- [Article]
E-toll security hole: don’t shoot the messenger

Organisations such as Sanral and the City of Joburg (CoJ) could stand to learn from companies such as Microsoft, Google, and Facebook when it comes to handling the disclosure of security flaws.

That’s the view of Dominic White, chief technology officer at Sensepost, an information security service provider.

In the last few months security holes were uncovered in a number of prominent websites, including those of Vodacom, Cell C, CoJ, and Sanral’s E-toll site.

While Vodacom and Cell C thanked the individuals for reporting the issue, the CoJ and Sanral responded by decrying the disclosures as cyber-attacks and threatening legal action against those responsible.

City of Joburg invoice screensho
City of Joburg invoice screenshot

Full disclosure

White said that although the issue has been hotly debated for decades, responding in the way Sanral did is problematic because disclosing a vulnerability with an exploit is not the same as using the exploit for criminal purposes.

“For example, if you figure out how to unlock a car and tell people, that’s not the same as using the trick to steal cars,” White said.

It could also be argued that the efforts of “Moe1”, the person who disclosed the bug in the E-toll website, were intended to (and resulted in) making the eTolls website safer, White said.

“Sanral was made aware of the flaw, with enough information to fix it, and were given a large incentive to do so rapidly by the publicity,” White said.

- [Actions to take]
**A.** Lay out the entries from the line containing "Mark the skate" through the last line of the entries, both ends included, as a JSON list of strings with one string per line and blank lines omitted.
**B.** Carry on writing the article about the e-toll security hole from the point where it ends.
The article above and the entries below come from unrelated sources.

- [Exercise input]
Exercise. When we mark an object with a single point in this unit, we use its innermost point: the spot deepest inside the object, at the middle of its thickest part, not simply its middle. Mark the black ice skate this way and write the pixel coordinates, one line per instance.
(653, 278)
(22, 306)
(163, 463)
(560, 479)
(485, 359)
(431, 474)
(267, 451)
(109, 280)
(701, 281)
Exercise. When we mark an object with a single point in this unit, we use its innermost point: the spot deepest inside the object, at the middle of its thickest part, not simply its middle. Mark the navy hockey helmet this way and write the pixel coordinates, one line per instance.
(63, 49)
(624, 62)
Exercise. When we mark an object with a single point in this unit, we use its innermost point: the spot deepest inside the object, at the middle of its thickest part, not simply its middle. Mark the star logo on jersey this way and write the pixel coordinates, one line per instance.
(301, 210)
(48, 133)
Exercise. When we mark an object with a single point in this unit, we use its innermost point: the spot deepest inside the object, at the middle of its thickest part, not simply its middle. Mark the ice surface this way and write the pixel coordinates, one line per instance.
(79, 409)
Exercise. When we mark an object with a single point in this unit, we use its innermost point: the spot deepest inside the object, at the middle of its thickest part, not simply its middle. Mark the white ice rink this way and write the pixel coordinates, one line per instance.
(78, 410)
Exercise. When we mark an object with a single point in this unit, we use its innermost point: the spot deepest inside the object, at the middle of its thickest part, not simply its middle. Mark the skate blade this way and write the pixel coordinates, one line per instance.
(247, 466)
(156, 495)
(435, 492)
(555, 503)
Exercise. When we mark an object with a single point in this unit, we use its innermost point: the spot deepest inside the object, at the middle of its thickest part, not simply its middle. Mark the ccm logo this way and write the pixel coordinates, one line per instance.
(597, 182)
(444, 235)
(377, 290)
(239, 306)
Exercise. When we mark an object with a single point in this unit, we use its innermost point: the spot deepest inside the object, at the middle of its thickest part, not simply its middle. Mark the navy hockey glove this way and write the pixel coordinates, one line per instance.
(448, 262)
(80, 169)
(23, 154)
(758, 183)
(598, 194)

- [The answers]
**A.**
[
  "Exercise. When we mark an object with a single point in this unit, we use its innermost point: the spot deepest inside the object, at the middle of its thickest part, not simply its middle. Mark the skate blade this way and write the pixel coordinates, one line per instance.",
  "(247, 466)",
  "(156, 495)",
  "(435, 492)",
  "(555, 503)",
  "Exercise. When we mark an object with a single point in this unit, we use its innermost point: the spot deepest inside the object, at the middle of its thickest part, not simply its middle. Mark the ccm logo this way and write the pixel coordinates, one line per instance.",
  "(597, 182)",
  "(444, 235)",
  "(377, 290)",
  "(239, 306)",
  "Exercise. When we mark an object with a single point in this unit, we use its innermost point: the spot deepest inside the object, at the middle of its thickest part, not simply its middle. Mark the navy hockey glove this way and write the pixel coordinates, one line per instance.",
  "(448, 262)",
  "(80, 169)",
  "(23, 154)",
  "(758, 183)",
  "(598, 194)"
]

**B.**
“This type of disclosure is known as ‘full disclosure’.”

Responsibility, culpability, liability, and all the other -ilities

Laying blame for the existence of the flaw at the feet of the person who found and disclosed it is simply illogical, White argued.

“The responsibility for the original vulnerability clearly belongs to the developer who wrote the code, and can’t lie with the vulnerability researcher who couldn’t have had access to the code,” White said.

“However, all code has bugs, and it could be further argued that the responsibility for the flaw lies with whoever was responsible for security during development,” he continued.

This does not mean that security researchers that disclose vulnerabilities don’t have responsibilities, though.

There can be consequences depending on how a vulnerability is disclosed, White said, and responsibility for those consequences can be attributed to the researcher.

“That’s usually where people get confused,” White said.

“In short, the site developers are responsible for the flaw, and the bug finder is responsible for fall out due to the way in which they disclosed the flaw,” White said. “How responsible is not something our industry or South African law have clear guidance on just yet.”

“Responsible disclosure”

Since the person disclosing a vulnerability may be held responsible for the potential fallout, it raises the question: how should vulnerabilities be disclosed?

Asked about the industry buzz-phrase “responsible disclosure”, White said that the term is typically used when a vulnerability researcher works with the owner of the affected software to fix the flaw in private.

Only when the fix has been applied does the researcher release their findings.

“It’s a bit of a weasel term because it implies anything else is ‘irresponsible’ when it isn’t clear that collaborating with the vendor is always the best method,” White said.

He said that the preferred term nowadays is coordinated disclosure.

E-toll website
E-toll website

Coordinated vs full disclosure

White said that the arguments for coordinated disclosure are that risks are minimised since the public only finds out about the vulnerability after it is fixed.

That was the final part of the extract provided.